Problem details »
Count the lines in the entries below that contain the string "brown", treating uppercase and lowercase as different, and reply with only that number.
◆ ◆ ◆ ◆
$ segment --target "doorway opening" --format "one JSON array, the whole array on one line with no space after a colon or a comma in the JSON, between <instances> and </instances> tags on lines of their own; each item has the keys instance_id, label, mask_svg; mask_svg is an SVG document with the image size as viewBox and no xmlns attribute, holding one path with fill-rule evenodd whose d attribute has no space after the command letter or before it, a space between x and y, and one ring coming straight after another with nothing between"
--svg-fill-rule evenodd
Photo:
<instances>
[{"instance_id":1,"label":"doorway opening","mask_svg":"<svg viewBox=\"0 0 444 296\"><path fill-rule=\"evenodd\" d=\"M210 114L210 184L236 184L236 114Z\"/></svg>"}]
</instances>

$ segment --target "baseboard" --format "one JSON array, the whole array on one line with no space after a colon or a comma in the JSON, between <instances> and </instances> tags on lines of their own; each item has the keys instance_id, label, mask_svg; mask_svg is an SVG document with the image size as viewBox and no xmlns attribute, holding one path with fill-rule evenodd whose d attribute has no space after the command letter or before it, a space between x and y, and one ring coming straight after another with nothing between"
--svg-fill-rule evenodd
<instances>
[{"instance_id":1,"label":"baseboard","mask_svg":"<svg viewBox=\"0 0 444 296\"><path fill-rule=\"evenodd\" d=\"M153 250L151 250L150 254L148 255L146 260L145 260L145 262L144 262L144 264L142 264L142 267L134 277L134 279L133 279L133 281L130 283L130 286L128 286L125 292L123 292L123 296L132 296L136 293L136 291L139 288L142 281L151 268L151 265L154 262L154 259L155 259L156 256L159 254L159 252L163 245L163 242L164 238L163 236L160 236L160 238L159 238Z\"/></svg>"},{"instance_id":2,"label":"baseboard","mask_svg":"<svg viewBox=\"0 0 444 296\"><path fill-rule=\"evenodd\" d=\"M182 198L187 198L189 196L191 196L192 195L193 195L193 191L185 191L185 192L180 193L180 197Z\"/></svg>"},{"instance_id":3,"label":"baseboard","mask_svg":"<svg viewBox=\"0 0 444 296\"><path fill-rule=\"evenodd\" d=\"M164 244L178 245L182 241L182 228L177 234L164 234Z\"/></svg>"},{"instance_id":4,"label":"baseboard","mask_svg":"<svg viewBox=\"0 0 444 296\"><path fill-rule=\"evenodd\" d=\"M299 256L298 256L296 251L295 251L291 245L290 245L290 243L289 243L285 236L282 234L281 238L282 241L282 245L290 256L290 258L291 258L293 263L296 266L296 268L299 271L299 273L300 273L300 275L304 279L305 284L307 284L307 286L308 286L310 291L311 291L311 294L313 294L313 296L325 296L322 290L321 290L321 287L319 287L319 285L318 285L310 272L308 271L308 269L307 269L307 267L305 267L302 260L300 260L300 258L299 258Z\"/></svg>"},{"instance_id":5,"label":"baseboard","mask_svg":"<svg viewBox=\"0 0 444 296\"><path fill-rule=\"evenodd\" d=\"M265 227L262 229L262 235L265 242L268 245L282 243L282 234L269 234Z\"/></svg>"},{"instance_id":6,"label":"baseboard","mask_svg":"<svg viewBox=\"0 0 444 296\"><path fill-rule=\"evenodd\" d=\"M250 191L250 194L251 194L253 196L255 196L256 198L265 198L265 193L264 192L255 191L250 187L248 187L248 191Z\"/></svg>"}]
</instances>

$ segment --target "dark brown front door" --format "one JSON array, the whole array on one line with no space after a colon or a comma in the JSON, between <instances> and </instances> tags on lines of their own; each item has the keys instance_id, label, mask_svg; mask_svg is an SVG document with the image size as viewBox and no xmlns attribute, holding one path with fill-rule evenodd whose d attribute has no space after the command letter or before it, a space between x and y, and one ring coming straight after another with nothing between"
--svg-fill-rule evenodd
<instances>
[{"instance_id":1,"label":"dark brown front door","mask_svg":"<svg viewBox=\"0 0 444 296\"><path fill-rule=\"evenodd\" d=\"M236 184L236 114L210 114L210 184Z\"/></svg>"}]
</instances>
◆ ◆ ◆ ◆
Exercise output »
2